• [Work to complete]: Render the entries from the first line through the line containing "output: a list", inclusive, as a Markdown table with the columns Row and Line, omitting any blank lines.

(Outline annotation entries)

========================

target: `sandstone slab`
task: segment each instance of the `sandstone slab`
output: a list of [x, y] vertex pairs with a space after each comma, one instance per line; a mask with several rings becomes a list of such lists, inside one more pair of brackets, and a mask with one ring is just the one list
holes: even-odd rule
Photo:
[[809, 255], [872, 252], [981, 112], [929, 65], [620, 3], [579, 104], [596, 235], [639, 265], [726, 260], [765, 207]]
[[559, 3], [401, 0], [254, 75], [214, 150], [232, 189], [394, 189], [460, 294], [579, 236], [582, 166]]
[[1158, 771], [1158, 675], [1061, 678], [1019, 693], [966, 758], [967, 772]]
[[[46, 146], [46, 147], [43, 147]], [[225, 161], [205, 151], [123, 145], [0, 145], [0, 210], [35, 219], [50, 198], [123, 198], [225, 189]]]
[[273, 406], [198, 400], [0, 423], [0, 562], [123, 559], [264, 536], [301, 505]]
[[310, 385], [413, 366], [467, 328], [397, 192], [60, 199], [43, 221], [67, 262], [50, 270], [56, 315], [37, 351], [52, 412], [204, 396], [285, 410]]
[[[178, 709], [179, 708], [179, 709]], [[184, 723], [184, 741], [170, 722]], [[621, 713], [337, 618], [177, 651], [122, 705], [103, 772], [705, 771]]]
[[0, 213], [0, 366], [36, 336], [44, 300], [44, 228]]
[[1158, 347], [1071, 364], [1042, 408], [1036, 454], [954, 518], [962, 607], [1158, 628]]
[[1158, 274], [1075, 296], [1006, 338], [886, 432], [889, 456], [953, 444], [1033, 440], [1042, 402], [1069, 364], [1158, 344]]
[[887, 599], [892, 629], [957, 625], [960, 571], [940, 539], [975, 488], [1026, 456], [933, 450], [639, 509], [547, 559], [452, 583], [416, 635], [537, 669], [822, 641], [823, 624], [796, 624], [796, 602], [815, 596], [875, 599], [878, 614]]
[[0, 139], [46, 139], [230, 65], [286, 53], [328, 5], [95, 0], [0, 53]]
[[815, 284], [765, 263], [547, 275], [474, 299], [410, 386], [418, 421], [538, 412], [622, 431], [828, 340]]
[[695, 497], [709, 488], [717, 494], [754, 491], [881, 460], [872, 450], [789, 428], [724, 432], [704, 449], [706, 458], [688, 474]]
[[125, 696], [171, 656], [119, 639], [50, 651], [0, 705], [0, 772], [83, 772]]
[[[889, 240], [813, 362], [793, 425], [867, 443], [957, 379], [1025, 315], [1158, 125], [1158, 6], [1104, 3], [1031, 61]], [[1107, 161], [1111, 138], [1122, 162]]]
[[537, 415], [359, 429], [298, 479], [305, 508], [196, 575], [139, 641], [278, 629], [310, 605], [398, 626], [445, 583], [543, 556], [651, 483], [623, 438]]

========================

• [Task solution]:
| Row | Line |
|---|---|
| 1 | target: `sandstone slab` |
| 2 | task: segment each instance of the `sandstone slab` |
| 3 | output: a list of [x, y] vertex pairs with a space after each comma, one instance per line; a mask with several rings becomes a list of such lists, inside one more pair of brackets, and a mask with one ring is just the one list |